What to work on:
1. List the facilities that the Dubai travel text says the Taj Dubai hotel has.
2. Copy the Dubai travel text word for word, from "During Ramadan, the" up to and including "Atlantis called it.".

Provided passage:
## BEGIN

Here is what we did, and I hope you can too this Ramadan or next in Dubai:

During Ramadan, the city doesn’t shut down, instead it’s a great time to visit, fares and rates are cheaper, and the city is less crowded with locals staying home during the day. And, it is the only time to try festive iftar meals that begin at dusk and continue into the early hours at locations like the celebrity favorite Atlantis Hotel where the RHOBH stayed and saw the scuba diver in their hotel room. Locals puff on hooka and play cards to pass the time until the next break fast. It was a pan-Arabic and multicultural mix of guests and we enjoyed ourselves on the “hubba bubba” tea and mezze as our glamorous Lebanese hostess and representative from Atlantis called it.

We stayed at the Taj Dubai, part of India’s Taj Hotels, the company behind the masterpiece Taj Mahal Palace Mumbai which I have written about as my favorite hotel in the world. Their style and panache is impeccable. The Arabic fashioned 35 stories and 296 rooms and suites are crisp and modern and most rooms offer unbelievable views of the majestic Burj Khalifa, others face Downtown Dubai or Business Bay. The hotel is home to five restaurants and the Jiva Spa which is Indian Ayurvedic themed and therefore lovely to relax with a massage, or at the requisite refreshing pool or indoor modern gym.

## END

Source excerpt:
## BEGIN

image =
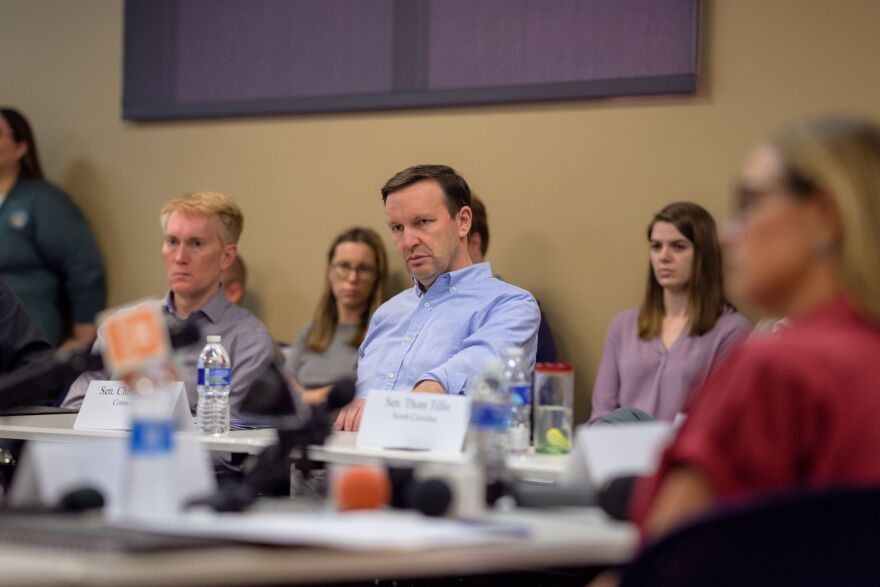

## END

Exercise answers:
1.
- five restaurants
- the Jiva Spa
- a pool
- an indoor modern gym

2.
During Ramadan, the city doesn’t shut down, instead it’s a great time to visit, fares and rates are cheaper, and the city is less crowded with locals staying home during the day. And, it is the only time to try festive iftar meals that begin at dusk and continue into the early hours at locations like the celebrity favorite Atlantis Hotel where the RHOBH stayed and saw the scuba diver in their hotel room. Locals puff on hooka and play cards to pass the time until the next break fast. It was a pan-Arabic and multicultural mix of guests and we enjoyed ourselves on the “hubba bubba” tea and mezze as our glamorous Lebanese hostess and representative from Atlantis called it.